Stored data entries
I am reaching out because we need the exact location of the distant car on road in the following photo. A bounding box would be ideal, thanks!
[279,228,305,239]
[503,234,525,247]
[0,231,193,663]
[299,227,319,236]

- ASSIGNMENT
Nothing may be omitted. Restate all of the entries exactly.

- RESPONSE AREA
I am reaching out because we need the exact location of the distant car on road in the following photo. A bounding box would be ideal, thanks!
[279,228,305,239]
[503,234,525,247]
[0,231,193,663]
[299,227,319,236]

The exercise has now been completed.